**REQUISITOS DAS TAREFAS**
(a) Responda às perguntas abaixo com base no texto sobre a licitação de áreas portuárias, marcando cada resposta com o mesmo número da pergunta:
(i) Quantos terminais constam da lista divulgada pelo governo federal?
(ii) Quantas áreas foram selecionadas para licitação no complexo gaúcho?
(iii) Quem é o presidente da Associação Brasileira de Terminais Portuários?
(b) Por favor, devolva a parte do texto sobre a licitação de áreas portuárias que vai de "Administradores questionam lista" até "caso em Rio Grande.", inclusive, copiada sem nenhuma alteração.
(c) Retome o texto sobre a licitação de áreas portuárias a partir do ponto em que ele termina.

**TRECHO SELECIONADO**
● ● ● ●

Administradores questionam lista de áreas a serem licitadas de novo – Dentro da ideia de reorganizar o sistema portuário, o governo federal divulgou uma lista de 159 terminais passíveis de serem licitados. Desse montante, 42 seriam novos empreendimentos, e os outros abrangeriam áreas cujos arrendamentos já venceram ou acabarão até 2017. No entanto, apesar das indicações feitas pela Secretaria de Portos da Presidência da República (SEP), muitos dos espaços apontados já estão sendo aproveitados, e não é do interesse da autarquia que administra regionalmente o porto licitá-las novamente, como é o caso em Rio Grande.

No complexo gaúcho, foram selecionadas seis áreas para serem licitadas. As empresas que estão utilizando esses espaços atualmente são Quip, GM, Petrobras, Braskem, Termasa e operadores do Porto Novo. “Na realidade, houve uma precipitação, porque muitas áreas estão em plena operação”, explica o superintendente da Suprg, Dirceu Lopes. Ele reforça que essa é uma constatação generalizada nos portos do País, inclusive em Rio Grande.

Nesse sentido, a Suprg fez um levantamento sobre o caso de cada terreno indicado pela SEP em Rio Grande, abrangendo características como dimensão e operação. O estudo deverá ser levado a Brasília na segunda quinzena do mês. “Não temos preferência por empresa A ou B, o que interessa, do ponto de vista de gestão, é que o porto tenha eficiência, baixo custo, operação segura e sustentável ambientalmente”, salienta Lopes. Ele acrescenta que, se a companhia que está ocupando o terreno cumprir com esses requisitos, não é vantajoso iniciar uma licitação para que o espaço seja disputado outra vez.

O presidente da Associação Brasileira de Terminais Portuários (ABTP), Wilen Manteli, concorda com Lopes sobre a necessidade de manter a atividade das empresas que dão retorno ao porto. Ele é a favor da licitação das áreas ociosas. “Agora, o governo colocou todo mundo na mesma panela, e alguns terminais que estão operando têm direitos de exercer suas funções”, defende Manteli.

Para a ABTP, a medida traz segurança jurídica – Um dos elogios feitos pelo presidente da ABTP, Wilen Manteli, à MP-595 é o respaldo jurídico proporcionado pela iniciativa. Conforme o dirigente, até agora o setor era regido por autorizações precárias. Além disso, ele destaca a clareza das normas, a definição do que é porto privado e instalação portuária arrendada e o fim das diferenças de cargas próprias e de terceiros. “Estamos apoiando a medida provisória, apesar de fazermos algumas observações”, diz.

Manteli ressalta que, se o governo quer aumentar a competitividade, é preciso descentralizar o processo de planejamento e decisório do sistema portuário. Uma forma de fazer isso, opina o dirigente, é a realização de parcerias público-privadas (PPPs). Manteli revela que uma preocupação da ABTP é quanto à regulamentação da medida. O receio é que a aceitação de muitas emendas possa distorcer a proposta original.

Também chamou a atenção do dirigente o fato de que, quando a presidente Dilma Rousseff lançou o pacote de ações envolvendo os portos, ela afirmou que não seriam alterados direitos dos trabalhadores. “E ela cumpriu isso”, considera Manteli.

● ● ● ●

**DADOS PARA REVISÃO**
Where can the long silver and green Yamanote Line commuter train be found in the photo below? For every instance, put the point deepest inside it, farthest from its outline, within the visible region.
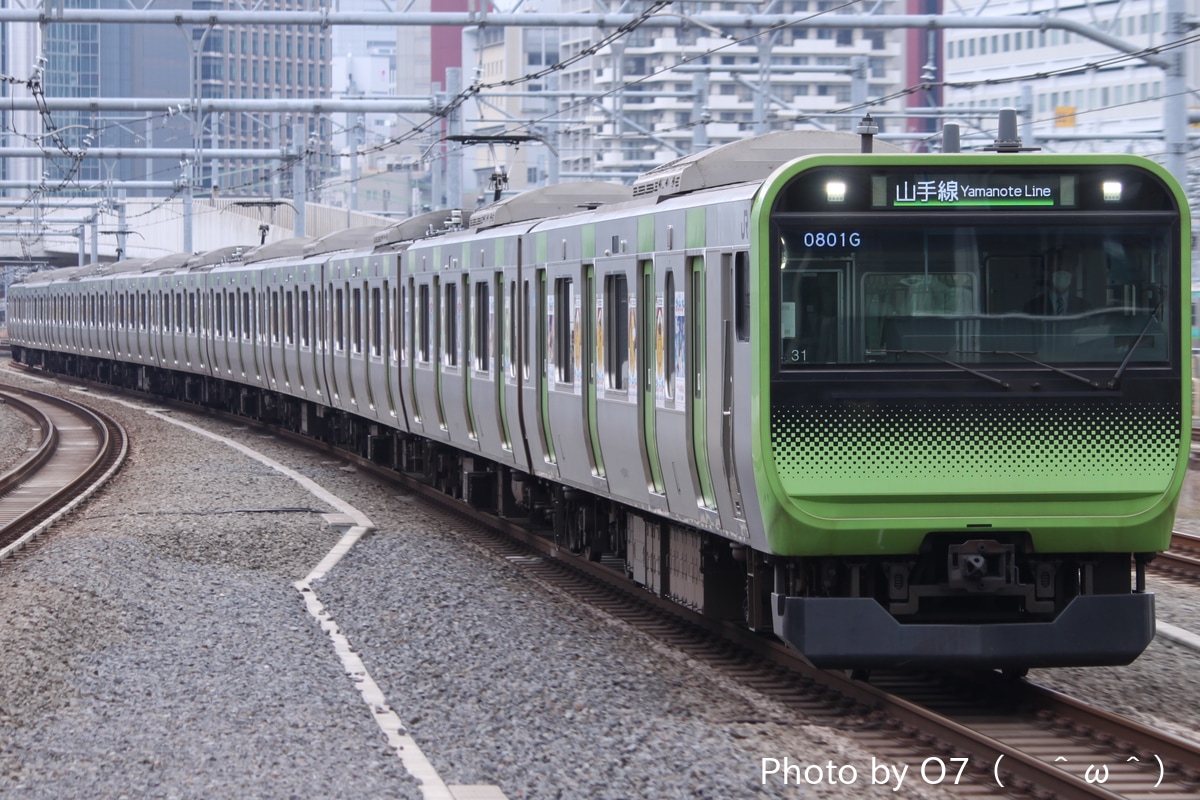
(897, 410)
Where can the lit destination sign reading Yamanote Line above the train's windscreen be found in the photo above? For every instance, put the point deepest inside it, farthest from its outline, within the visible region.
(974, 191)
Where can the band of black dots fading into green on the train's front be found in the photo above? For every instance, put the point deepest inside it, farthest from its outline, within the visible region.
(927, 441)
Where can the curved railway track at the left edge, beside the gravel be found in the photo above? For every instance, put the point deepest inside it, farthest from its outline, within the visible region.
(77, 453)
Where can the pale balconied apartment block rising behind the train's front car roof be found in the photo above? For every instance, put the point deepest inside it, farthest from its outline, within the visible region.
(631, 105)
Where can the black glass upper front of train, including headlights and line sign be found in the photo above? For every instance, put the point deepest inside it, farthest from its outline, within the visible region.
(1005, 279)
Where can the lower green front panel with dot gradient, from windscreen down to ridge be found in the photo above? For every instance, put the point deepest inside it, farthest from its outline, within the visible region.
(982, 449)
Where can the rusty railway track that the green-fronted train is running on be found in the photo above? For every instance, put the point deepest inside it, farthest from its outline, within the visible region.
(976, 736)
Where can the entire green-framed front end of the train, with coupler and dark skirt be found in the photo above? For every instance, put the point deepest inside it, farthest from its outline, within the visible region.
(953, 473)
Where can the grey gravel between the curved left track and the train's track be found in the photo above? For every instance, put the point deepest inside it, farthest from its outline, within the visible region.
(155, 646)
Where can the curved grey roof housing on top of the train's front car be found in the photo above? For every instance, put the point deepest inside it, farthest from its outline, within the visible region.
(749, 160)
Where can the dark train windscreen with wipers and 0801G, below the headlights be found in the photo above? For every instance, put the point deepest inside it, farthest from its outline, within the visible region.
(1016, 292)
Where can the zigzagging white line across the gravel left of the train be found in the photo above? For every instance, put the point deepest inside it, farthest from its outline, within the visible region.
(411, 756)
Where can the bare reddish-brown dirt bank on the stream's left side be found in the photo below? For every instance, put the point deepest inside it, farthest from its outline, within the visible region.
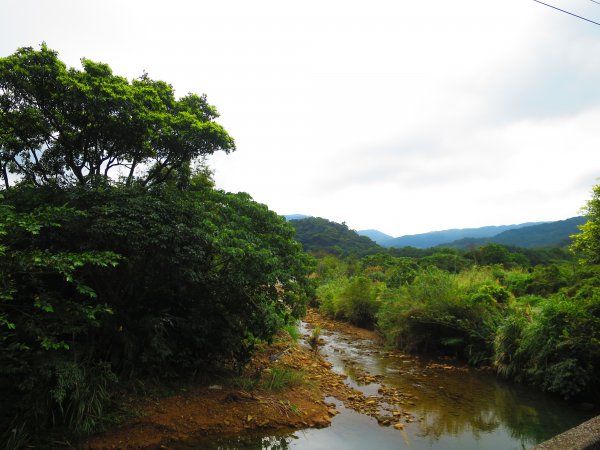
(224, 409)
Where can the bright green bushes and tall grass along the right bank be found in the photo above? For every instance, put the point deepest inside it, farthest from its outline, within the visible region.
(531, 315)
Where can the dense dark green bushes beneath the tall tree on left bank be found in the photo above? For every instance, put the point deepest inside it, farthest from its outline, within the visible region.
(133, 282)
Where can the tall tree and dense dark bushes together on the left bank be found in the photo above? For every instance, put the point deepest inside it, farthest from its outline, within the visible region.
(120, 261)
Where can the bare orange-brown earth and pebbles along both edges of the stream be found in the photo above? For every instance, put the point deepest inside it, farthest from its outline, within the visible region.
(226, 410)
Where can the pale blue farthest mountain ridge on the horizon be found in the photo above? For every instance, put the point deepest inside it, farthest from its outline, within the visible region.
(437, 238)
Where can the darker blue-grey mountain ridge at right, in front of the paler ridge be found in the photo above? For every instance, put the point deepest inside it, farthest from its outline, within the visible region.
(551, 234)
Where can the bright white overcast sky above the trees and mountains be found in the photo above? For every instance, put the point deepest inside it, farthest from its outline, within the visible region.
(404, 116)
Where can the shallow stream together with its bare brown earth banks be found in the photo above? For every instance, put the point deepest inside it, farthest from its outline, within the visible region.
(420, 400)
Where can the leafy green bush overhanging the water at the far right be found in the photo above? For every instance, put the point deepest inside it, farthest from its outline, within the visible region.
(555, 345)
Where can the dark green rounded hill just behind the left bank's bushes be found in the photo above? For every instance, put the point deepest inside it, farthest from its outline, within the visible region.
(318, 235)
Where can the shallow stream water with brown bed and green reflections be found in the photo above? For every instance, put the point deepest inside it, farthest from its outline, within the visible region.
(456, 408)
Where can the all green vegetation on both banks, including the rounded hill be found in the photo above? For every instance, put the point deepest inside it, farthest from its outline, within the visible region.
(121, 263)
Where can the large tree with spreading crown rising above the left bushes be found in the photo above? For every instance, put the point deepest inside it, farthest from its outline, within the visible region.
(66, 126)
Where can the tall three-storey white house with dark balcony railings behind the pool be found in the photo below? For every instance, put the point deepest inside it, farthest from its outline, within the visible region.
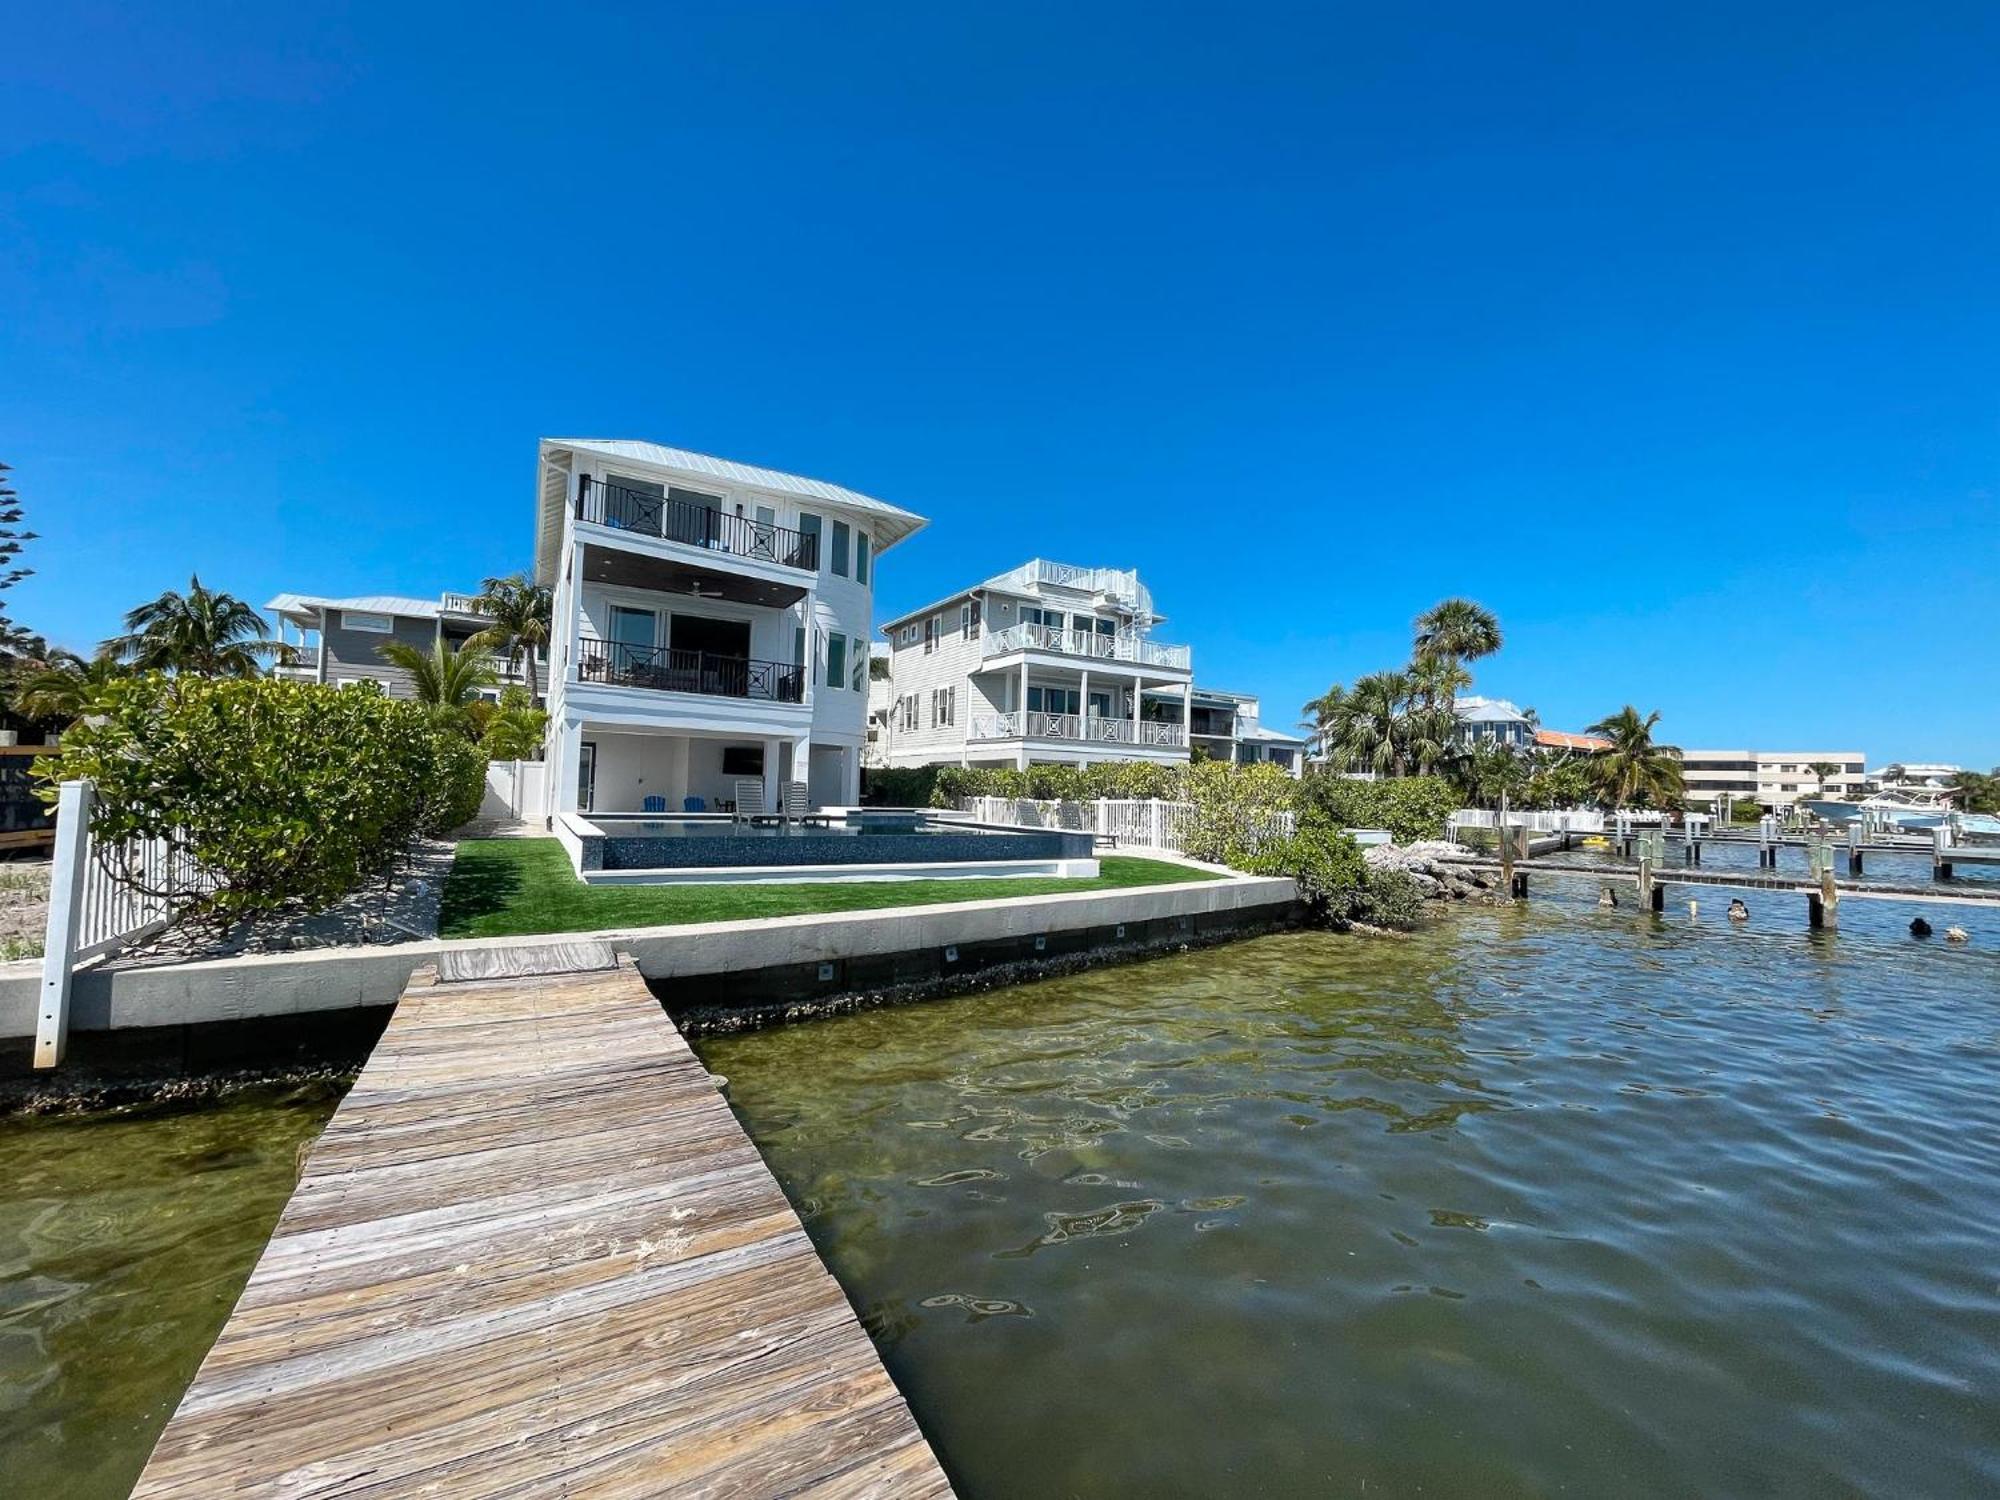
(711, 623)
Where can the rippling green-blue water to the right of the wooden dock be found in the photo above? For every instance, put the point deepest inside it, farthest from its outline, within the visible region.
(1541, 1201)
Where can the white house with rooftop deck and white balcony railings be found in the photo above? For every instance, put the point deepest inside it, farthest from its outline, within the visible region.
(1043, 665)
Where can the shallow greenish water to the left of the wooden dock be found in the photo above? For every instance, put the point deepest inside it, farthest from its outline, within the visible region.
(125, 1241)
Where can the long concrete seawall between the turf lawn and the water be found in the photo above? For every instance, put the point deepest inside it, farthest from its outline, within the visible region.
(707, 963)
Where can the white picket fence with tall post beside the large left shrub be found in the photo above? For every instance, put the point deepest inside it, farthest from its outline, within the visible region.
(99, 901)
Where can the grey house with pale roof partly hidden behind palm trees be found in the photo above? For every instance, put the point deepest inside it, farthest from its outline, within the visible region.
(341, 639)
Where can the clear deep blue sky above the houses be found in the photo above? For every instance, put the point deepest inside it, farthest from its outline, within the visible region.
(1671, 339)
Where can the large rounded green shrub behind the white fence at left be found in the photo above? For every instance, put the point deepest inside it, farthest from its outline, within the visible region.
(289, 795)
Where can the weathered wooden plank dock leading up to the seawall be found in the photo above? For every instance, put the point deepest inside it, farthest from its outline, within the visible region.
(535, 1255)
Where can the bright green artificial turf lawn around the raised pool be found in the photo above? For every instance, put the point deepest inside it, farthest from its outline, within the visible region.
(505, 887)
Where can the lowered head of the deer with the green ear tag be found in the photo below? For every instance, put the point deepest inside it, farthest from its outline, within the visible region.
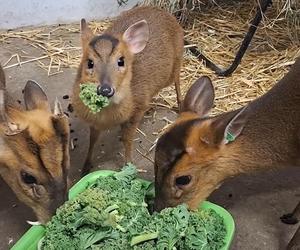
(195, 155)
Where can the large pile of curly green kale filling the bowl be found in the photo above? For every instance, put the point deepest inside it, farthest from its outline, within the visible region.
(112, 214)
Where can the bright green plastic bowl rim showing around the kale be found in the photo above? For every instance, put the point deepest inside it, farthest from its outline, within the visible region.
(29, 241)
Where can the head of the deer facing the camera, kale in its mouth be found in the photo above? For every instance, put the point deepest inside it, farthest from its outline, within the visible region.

● ● ● ●

**RESPOSTAS POR TAREFA**
(a)
(i) 159 terminais.
(ii) Seis áreas.
(iii) Wilen Manteli.

(b)
Administradores questionam lista de áreas a serem licitadas de novo – Dentro da ideia de reorganizar o sistema portuário, o governo federal divulgou uma lista de 159 terminais passíveis de serem licitados. Desse montante, 42 seriam novos empreendimentos, e os outros abrangeriam áreas cujos arrendamentos já venceram ou acabarão até 2017. No entanto, apesar das indicações feitas pela Secretaria de Portos da Presidência da República (SEP), muitos dos espaços apontados já estão sendo aproveitados, e não é do interesse da autarquia que administra regionalmente o porto licitá-las novamente, como é o caso em Rio Grande.

(c)
Para ele, a medida provisória segue a linha da Lei 8.630/93, de modernização dos portos. Por isso, ele não aprova os argumentos dos sindicatos dos trabalhadores que indicam dificuldades para os portos públicos com as alterações propostas. “Em 1993, falava-se que os terminais privativos iam quebrar os públicos, e isso não ocorreu, pelo contrário, esses complexos tiveram um enorme crescimento”, relata Manteli. Ele classifica as manifestações como “uma jogada política”.

O professor de economia da Trevisan Escola de Negócios Alcides Leite é outro que considera como positiva a MP dos portos. “O setor está precisando de investimentos”, ressalta Leite. Ele acrescenta que quando saírem os editais de licitação, detalhando todas as áreas que receberão terminais, apresentando condições satisfatórias, deve haver um grande interesse por parte da iniciativa privada.

O professor também já esperava as manifestações feitas pelos trabalhadores do setor. Ele lembra que isso já ocorreu em mudanças anteriores. “É um segmento que tem um comportamento corporativo muito forte”, justifica Leite.

O professor admite que as mobilizações têm certa influência no Congresso, mas não acredita que terão peso suficiente para alterar a essência da proposta do governo. “Podem provocar algumas mudanças mais pontuais, sem desfigurar o texto da medida provisória”, argumenta Leite. De acordo com o professor, a MP dos Portos deve trazer aporte de capital, expansão e modernização ao setor, e as questões particulares devem ser analisadas caso a caso.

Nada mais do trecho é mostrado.